◆ Text segment:
----

Woodcuts in the age of Dürer

The Holburne Museum has given us a rare opportunity to view the complete set of woodcuts known as The Great Passion, produced by the most famed artist of the German Renaissance, Albrecht Dürer. Text by Dr Caterina Badan.

The New Year offers visitors to Bath’s Holburne Museum a rare opportunity to see a complete set of 12 woodcut prints by the most celebrated artist of the German Renaissance, Albrecht Dürer (1471–1528). Known as The Great Passion, the biblical images are normally inaccessible in their entirety, as they are most frequently bound into an album or incomplete. Especially for Illustrating the World: Woodcuts in the Age of Dürer, these beautiful images detailing moments in The Passion of Christ have been framed, allowing the viewer to appreciate the full cycle.

Published in 1511, simultaneously with the Apocalypse and the Life of the Virgin cycles, The Great Passion formed what is known as the ‘Three Great Books’, in reference to their large format, and represents the pinnacle of experimentation in the woodcut technique.

The Holburne exhibition sets Dürer’s work into the wider context of its time through the display of 14 books whose woodcut illustrations were produced during an 80-year timespan, between 1493 and 1572, showcasing the evolution of the technique and how it was exploited for political and religious purposes.

Given that woodcut printing as a fine art was less than 40 years old, Dürer’s achievements were founded on a relatively young tradition. In Europe the woodcut technique, which had been practised in China for centuries, only developed during the 15th century, once paper had become more widely available and affordable. With the spread of the movable type press across Europe in the second half of the century, the evolution of woodcuts became tied to the book industry. From the 1470s woodcut illustrations started to compete with illuminated books, and this rivalry fuelled woodcut artists’ creativity and experimentation.

The role [of these books] in shaping the minds of the people who read them, ultimately defining European culture as a whole, cannot be understated

The lavishly illustrated Nuremberg Chronicle (1493), was part of this experimental phase and set a new standard for illustrated books, both in terms of its quality and production process. Young Dürer was an apprentice at the Nuremberg workshop while this masterpiece was being produced, possibly contributing to it. Just three years later, he would begin work on The Great Passion.

By 1495, Dürer had established his own printmaking workshop in Nuremberg, soon becoming the first artist in history to publish his own work. With the Three Great Books he invented a new format: a picture book with full-page illustrations, accompanied by text on the facing page, which he commissioned from the humanist scholar Benedict Schwalbe.

Dürer created the designs for the woodcuts, but whether he also cut the wood blocks is still debated. Considering Dürer’s many talents, his exposure to woodcuts from the outset of his career, and the sophistication of the blocks’ cuttings, it is tempting to think that he created them himself.

----

◆ Tasks:
1. Reproduce the passage of the article on Dürer's woodcuts from "The New Year" up to and including "the full cycle.".
2. Write the next part of the article on Dürer's woodcuts, starting after its final sentence.

◆ Supplied entries:
----

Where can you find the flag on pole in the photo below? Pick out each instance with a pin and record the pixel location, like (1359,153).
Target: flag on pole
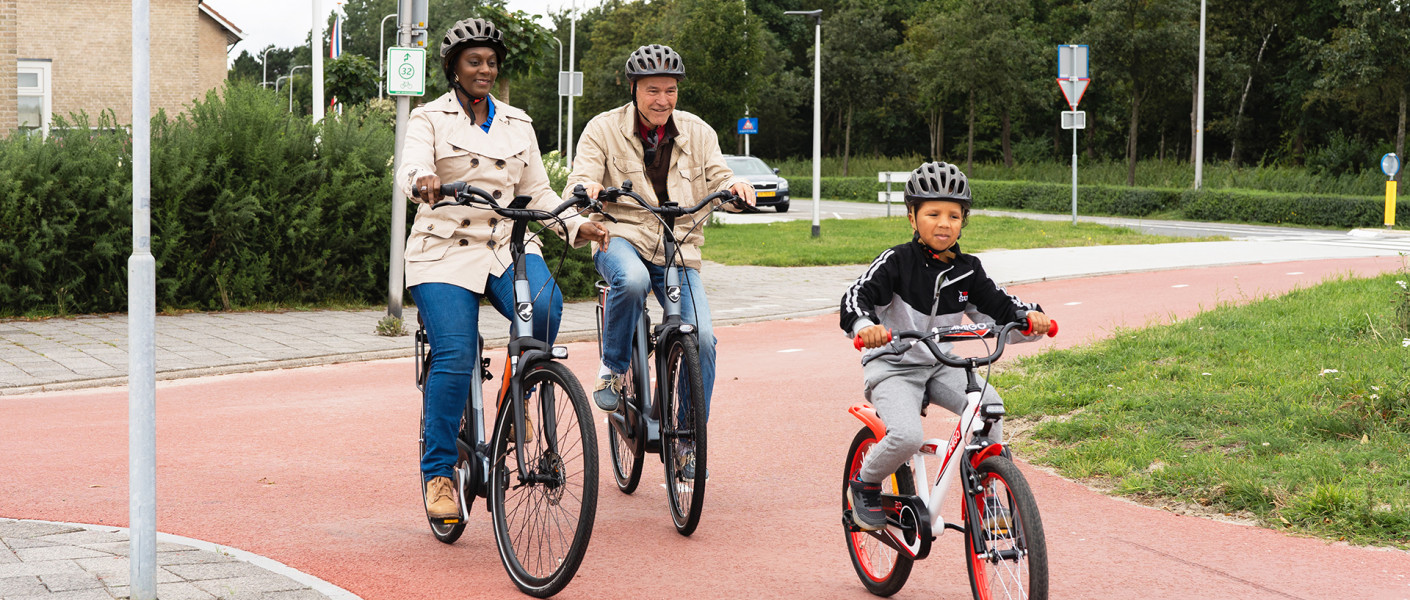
(336,37)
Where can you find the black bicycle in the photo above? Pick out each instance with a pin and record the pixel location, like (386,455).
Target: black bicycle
(539,468)
(638,426)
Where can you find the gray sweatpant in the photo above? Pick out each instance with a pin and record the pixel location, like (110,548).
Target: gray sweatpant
(896,392)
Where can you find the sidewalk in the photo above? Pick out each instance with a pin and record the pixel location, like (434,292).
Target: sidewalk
(59,561)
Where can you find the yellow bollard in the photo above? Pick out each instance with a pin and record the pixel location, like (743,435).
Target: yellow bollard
(1390,203)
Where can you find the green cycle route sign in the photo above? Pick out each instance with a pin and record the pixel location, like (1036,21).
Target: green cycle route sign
(406,71)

----

◆ Task-by-task outputs:
1.
The New Year offers visitors to Bath’s Holburne Museum a rare opportunity to see a complete set of 12 woodcut prints by the most celebrated artist of the German Renaissance, Albrecht Dürer (1471–1528). Known as The Great Passion, the biblical images are normally inaccessible in their entirety, as they are most frequently bound into an album or incomplete. Especially for Illustrating the World: Woodcuts in the Age of Dürer, these beautiful images detailing moments in The Passion of Christ have been framed, allowing the viewer to appreciate the full cycle.

2.
A bound facsimile of the Little Passion, a smaller format woodcut cycle, which was published on the same year as the Three Large Books, is on display alongside the Great Passion, offering visitors a fascinating chance to appreciate the development of Dürer’s style through a direct comparison.

Exhibition curator, Dr Caterina Badan, says: “In The Great Passion Dürer’s artistic genius runs unleashed: the challenge of working with a monochrome, two-dimensional technique pushes him to new heights, pumping life into complex compositions, which he populates with vivid characters shown in a huge array of emotions, where even animals and nature partake in the pathos or witness with indifference.”

With its rise in status, the woodcut was soon recognised as a powerful tool to reach a wide public, and evolved into a medium used for civic promotion, political and religious propaganda, and the sharing of ideas and information. Moreover, the images decorating the books on display at the Holburne offer a snapshot of Germany’s socio-political scene against the backdrop of the Renaissance and Reformation.


Above: Albrecht Dürer The Lamentation from the Great Passion, 1511

The books are arranged thematically, complete with examples produced in Augsburg in the early 16th century under the auspices of Holy Roman Emperor Maximilian I, in glorification of the Habsburg dynasty. Also included are various publications produced to disseminate the Protestant doctrine, including illustrated devotional books and German Bibles translated by Martin Luther and aimed at encouraging private worship.

The exhibition also features two anti-Catholic publications, including Luther’s satirical pamphlet Passion of Christ and the Antichrist, with Lucas Cranach the Elder’s (1472–1553) irreverent portrayal of the Pope as the Antichrist, contrasting his sumptuous life with the sufferance of Jesus.

Finally, Melchior Lorck’s Turkish Publication offers an accurate portrayal of life in Constantinople in the 1550s, reflecting the closer relationship between the East and the West. All of these books are embellished with woodcut illustrations which play a didactic, celebratory, provocative or simply decorative role.

Dr Badan believes there is much to enjoy and learn in this remarkable show which will, appropriately, be open before, during and after Easter 2023: “Each of these books will have a particular resonance for the art lover and the historian alike. Their role in shaping the minds of the people who read them, ultimately defining European culture as a whole, cannot be understated.”

She adds: “This exhibition also offers a chance to showcase the unsung accomplishments of the often anonymous or lesser-known artists who produced these illustrations. They frequently had the arduous task of devising completely new iconographies for themes that had never been illustrated before. With a complex narrative such as the Bible, it is interesting to see which specific verse the artist chose to translate into an image. The quality of the illustrations varies from very coarse to surprisingly complex, the mood from playful to tragic, but the constant feature is the artist’s ingenuity in finding solutions to convey a story within often tiny vignettes, through a careful selection of lines designed to be carved into a piece of wood.”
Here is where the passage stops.